Image location labeling entries:
[start]
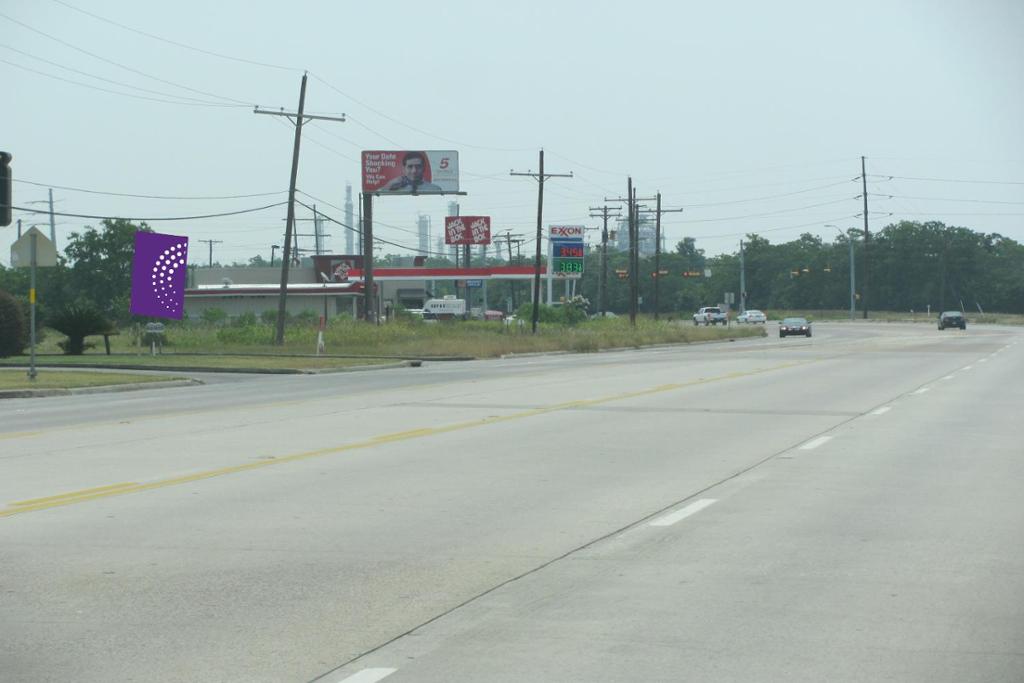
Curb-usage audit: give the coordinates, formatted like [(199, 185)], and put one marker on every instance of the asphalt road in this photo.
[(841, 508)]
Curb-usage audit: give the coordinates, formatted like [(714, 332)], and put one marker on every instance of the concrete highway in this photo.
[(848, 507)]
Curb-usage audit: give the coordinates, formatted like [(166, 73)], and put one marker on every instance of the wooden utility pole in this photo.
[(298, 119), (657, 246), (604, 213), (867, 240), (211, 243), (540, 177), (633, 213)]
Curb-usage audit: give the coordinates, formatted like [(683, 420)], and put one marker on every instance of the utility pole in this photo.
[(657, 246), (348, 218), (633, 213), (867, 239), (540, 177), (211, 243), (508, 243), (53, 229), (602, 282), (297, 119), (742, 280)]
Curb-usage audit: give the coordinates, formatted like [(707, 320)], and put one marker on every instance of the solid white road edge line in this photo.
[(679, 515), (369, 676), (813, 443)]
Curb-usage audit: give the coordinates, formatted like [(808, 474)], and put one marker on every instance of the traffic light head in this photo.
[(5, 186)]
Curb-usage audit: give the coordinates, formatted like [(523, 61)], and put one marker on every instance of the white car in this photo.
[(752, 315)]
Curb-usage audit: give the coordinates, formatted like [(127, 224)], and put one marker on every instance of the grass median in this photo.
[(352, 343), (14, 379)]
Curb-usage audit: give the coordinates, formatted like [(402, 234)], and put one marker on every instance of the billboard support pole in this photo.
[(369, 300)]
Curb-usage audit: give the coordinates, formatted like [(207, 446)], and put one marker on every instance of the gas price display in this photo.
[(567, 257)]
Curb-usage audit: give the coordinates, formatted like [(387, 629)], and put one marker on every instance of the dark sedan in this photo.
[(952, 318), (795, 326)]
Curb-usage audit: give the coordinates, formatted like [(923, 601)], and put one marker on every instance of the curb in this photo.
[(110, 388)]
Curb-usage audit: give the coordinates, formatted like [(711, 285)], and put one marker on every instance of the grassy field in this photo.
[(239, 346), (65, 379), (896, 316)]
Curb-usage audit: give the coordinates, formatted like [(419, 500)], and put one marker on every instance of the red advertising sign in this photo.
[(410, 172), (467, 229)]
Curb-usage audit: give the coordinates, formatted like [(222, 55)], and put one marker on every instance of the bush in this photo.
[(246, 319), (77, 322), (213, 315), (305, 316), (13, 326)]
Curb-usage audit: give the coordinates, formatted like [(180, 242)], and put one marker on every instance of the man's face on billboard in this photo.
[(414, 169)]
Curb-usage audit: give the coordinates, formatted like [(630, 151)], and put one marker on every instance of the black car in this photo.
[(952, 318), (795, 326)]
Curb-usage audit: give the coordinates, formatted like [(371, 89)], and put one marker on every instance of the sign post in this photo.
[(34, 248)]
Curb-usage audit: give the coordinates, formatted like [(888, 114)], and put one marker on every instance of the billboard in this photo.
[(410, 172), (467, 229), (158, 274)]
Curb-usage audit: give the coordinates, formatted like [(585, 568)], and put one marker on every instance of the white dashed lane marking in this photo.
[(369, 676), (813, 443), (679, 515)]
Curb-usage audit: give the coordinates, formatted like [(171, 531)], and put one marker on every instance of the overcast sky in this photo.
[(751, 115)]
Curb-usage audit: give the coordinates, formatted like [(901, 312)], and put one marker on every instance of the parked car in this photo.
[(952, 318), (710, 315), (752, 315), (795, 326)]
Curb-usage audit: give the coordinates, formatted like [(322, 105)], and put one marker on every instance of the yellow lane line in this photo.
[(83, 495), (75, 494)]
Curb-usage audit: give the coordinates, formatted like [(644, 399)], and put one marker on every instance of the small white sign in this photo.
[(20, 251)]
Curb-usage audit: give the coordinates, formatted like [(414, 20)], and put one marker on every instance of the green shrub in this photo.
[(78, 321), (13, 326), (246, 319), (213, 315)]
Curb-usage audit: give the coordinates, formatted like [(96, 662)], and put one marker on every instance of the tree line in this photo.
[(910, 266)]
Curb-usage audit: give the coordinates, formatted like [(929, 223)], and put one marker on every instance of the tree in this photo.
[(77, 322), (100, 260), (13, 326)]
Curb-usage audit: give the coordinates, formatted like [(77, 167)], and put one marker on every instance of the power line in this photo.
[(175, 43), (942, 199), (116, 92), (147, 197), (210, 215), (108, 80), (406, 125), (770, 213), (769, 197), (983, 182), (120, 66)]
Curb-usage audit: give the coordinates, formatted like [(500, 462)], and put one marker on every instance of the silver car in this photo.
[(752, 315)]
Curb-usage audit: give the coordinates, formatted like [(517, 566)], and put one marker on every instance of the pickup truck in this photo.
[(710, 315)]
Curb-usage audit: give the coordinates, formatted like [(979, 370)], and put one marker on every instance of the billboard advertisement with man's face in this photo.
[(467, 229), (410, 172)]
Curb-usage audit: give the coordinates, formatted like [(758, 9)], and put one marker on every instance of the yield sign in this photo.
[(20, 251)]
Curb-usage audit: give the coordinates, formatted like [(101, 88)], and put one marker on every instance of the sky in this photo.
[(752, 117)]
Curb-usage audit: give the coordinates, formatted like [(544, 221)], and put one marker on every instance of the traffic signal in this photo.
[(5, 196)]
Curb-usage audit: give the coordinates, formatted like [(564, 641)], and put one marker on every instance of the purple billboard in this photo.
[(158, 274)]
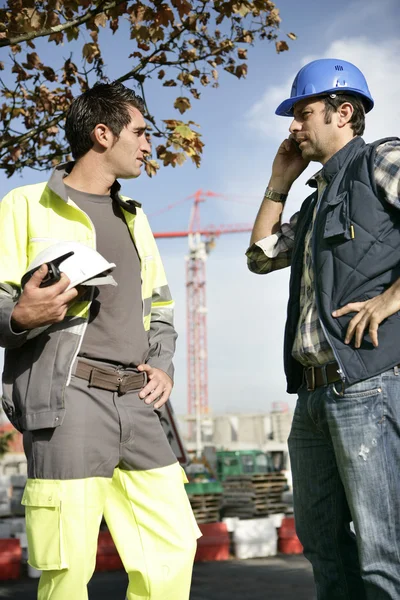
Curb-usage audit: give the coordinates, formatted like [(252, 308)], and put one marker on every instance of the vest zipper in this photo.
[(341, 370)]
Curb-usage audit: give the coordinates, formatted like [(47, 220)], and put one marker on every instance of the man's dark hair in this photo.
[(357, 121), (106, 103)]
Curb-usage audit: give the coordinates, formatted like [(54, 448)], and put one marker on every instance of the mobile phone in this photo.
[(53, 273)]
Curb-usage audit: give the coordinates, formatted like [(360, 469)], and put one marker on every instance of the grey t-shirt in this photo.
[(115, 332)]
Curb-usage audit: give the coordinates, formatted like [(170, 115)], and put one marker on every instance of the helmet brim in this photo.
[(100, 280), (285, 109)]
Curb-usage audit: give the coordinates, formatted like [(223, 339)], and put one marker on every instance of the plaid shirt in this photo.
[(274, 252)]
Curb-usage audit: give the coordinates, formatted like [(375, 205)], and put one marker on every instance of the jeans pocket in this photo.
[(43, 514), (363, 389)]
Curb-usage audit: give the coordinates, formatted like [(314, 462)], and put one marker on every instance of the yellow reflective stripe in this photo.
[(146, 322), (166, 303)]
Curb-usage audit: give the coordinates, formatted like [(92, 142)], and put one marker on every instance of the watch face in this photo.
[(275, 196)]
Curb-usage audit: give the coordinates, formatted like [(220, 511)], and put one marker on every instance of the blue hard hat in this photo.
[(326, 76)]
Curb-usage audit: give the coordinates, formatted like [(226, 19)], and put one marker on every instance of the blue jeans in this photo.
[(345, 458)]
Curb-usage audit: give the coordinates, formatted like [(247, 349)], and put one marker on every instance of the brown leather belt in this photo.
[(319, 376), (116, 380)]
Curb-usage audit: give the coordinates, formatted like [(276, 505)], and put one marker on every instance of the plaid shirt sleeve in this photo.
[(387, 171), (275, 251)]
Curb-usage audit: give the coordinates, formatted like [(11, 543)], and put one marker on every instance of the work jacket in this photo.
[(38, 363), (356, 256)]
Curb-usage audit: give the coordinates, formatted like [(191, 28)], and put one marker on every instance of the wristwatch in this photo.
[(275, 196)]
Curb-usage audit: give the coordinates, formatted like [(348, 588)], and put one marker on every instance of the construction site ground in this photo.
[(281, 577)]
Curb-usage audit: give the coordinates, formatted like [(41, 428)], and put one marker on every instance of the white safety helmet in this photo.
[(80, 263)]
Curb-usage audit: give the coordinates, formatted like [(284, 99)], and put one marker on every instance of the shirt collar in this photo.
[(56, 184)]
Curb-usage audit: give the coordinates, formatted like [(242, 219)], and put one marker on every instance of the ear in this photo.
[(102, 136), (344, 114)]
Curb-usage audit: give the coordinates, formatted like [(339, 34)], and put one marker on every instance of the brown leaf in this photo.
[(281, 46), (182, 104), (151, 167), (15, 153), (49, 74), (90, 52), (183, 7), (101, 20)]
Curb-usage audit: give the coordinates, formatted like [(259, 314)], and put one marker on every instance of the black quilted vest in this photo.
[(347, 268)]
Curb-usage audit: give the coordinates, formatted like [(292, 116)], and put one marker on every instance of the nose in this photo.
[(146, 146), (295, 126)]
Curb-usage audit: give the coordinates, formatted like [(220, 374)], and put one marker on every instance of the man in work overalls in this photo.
[end]
_OBJECTIVE_:
Reproduce verbatim the lines of the items above, starting at the line containing "hair in this photo." and stopping after the line containing "[(43, 514), (363, 389)]".

_ANSWER TO THE EXERCISE_:
Curb-usage audit: give the coordinates, formatted like [(47, 220)], and put one marker on every instance of the man's dark hair in this photo.
[(357, 121), (106, 103)]
Curb-usage audit: give the coordinates, formatted like [(54, 448)], and put one marker on every instance of the mobile phone in this photo.
[(53, 273)]
Curb-usage audit: give the coordinates, formatted like [(360, 469)], and put one marker on every instance of the grey t-shirt in this photo.
[(115, 332)]
Curb-usage audit: give the coordinates, formatted like [(170, 115)], and put one marker on every instance of the helmet brim in this photo.
[(100, 280), (285, 109)]
Curb-usage audit: give the coordinates, formatted like [(223, 339)], and put one marker on every instance of the plaid shirt in this photo.
[(274, 252)]
Curb-usage audit: give the coordinates, formatted like [(375, 205)], and put one marker on every instance of the jeans pocket in this photo.
[(43, 514), (363, 389)]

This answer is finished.